Check your understanding:
1 – Edit the post about Yu Hua's "The Seventh Day": rewrite it starting at the words "Randomly picked up" and stopping after "here and here.)". In that span, change "wake" to "vigil".
2 – Pick up the post about Yu Hua's "The Seventh Day" after its last sentence and carry it on.

Randomly picked up Yu Hua's newest novel 'The Seventh Day' in English. 余华的《第七天》Translated by Allan H. Barr, this cover was decent enough. I last read his socio-political critique 'China in Ten Words'. It was heavy but enjoyable. I expected no less of this although the title indicated a slightly lighter read.
This new book takes the title from the Chinese (or Taoist/Buddhist) funeral customs where after someone dies, the first seven days after that are the most important in all rites. This is usually the time frame for a wake before the cremation or burial. The book speaks about themes of poverty, unfairness, government cover-ups and corruption in China's new market economy. (Reviews here, here, here and here.)
The book is mainly set in the netherworld and the realm of exploring one's stream of consciousness after death. Of course there're deeper socio-political themes. Not sure if this book would be more poignant in its original Chinese. For many reasons, I'm almost certain that I would enjoy reading this in English rather than Chinese. I didn't want to deal with the literary poetry of the words and phrases in its original language. That might be too overwhelming for my brains.

Referring expression pointing data
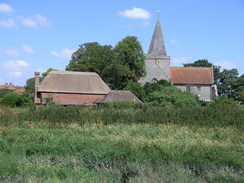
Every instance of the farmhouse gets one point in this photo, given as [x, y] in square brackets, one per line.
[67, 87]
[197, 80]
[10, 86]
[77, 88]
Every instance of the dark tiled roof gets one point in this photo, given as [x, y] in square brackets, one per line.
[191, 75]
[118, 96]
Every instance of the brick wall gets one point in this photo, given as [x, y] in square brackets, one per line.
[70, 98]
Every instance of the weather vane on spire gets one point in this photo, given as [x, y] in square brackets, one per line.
--
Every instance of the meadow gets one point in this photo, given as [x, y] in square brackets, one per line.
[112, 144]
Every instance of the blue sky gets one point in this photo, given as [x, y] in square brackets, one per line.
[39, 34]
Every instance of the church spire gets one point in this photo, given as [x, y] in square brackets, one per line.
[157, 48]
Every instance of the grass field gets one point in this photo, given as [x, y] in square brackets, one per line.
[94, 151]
* * *
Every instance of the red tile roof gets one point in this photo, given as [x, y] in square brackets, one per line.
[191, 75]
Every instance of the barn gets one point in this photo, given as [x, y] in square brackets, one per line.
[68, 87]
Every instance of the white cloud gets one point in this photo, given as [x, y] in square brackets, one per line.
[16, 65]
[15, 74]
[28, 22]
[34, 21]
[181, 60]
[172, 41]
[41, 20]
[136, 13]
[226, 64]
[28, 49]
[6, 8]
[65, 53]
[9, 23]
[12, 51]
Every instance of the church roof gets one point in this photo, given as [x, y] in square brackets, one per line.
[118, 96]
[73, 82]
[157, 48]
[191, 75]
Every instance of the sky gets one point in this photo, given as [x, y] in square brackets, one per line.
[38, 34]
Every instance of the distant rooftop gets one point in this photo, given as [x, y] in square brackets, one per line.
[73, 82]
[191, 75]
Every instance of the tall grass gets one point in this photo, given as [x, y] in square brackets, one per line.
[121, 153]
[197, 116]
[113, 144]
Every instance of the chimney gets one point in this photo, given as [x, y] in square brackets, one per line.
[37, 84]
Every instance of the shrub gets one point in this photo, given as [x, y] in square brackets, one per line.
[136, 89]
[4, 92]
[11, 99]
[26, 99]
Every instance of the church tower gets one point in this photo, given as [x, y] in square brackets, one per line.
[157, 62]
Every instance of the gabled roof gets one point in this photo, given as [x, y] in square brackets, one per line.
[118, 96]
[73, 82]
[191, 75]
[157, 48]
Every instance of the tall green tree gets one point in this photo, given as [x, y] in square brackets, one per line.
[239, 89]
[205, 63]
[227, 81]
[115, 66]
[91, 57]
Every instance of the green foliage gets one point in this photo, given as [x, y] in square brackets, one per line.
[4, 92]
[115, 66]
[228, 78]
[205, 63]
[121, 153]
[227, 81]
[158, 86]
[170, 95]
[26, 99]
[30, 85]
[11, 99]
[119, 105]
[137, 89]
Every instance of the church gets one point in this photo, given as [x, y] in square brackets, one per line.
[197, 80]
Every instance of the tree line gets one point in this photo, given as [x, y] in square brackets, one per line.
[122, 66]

Answers for the exercise:
1 –
Randomly picked up Yu Hua's newest novel 'The Seventh Day' in English. 余华的《第七天》Translated by Allan H. Barr, this cover was decent enough. I last read his socio-political critique 'China in Ten Words'. It was heavy but enjoyable. I expected no less of this although the title indicated a slightly lighter read.
This new book takes the title from the Chinese (or Taoist/Buddhist) funeral customs where after someone dies, the first seven days after that are the most important in all rites. This is usually the time frame for a vigil before the cremation or burial. The book speaks about themes of poverty, unfairness, government cover-ups and corruption in China's new market economy. (Reviews here, here, here and here.)

2 –
Protagonist 41-year-old Yang Fei, an impoverished tutor, is dead. The story traced his personal journey to find out why and how he has died, and in doing so, he finds courage to revisit his past and deals with it- an ex-wife Li Qing, and his loving father Yang Jinbiao who found him and raised him, along with his constant childhood caregivers Li Yuezhen and her husband Hao Qiangsheng, people who are kin more than his birth parents are.
Through Yang Fei's journey and the personal stories of the other dead people he met, we see the standard appearance of corrupt government officials in all ways. Of Beijing's 'mouse tribe' (所谓北京鼠族) of migrant workers living in cramped conditions in civil defense shelters deep underground. There're the property developers knocking down acquired buildings without care for human lives; state authorities covering up the actual number of deaths in a fire at the shopping mall; a hospital covering up a never-confirmed scandal of abandoning ill babies from families who couldn't afford medical fees; a man wrongly convicted of murdering his wife and executed; a young girl who committed suicide seemingly over a fake iPhone 4 gifted by her boyfriend; a boyfriend selling a kidney to raise money for his girlfriend's funeral costs, et cetera. All too real and too familiar social misery and ills.
What a brilliant critique. However, the author was insistent on putting across the message that in the bleakness and oppression, there's light in the existence of filial piety, of love and kinship among the downtrodden. "Here, everyone finds equality in death, in The Land of the Unburied."
I became aware that all around me was laughter and good cheer, as people tucked into their meals and exchanged toasts, at the same time gleefully mocking those defective food items so pervasive in the departed world: tainted rice, tainted milk formula, tainted buns, fake eggs, leather milk, plaster noodles, chemical hot pot, fecal tofu, ersatz chili powder, recycled cooking oil.
Amid hoots of laughter, they sang the praises of the dishes here, and I heard words such as "fresh", "delicious," and "healthy" being bandied about.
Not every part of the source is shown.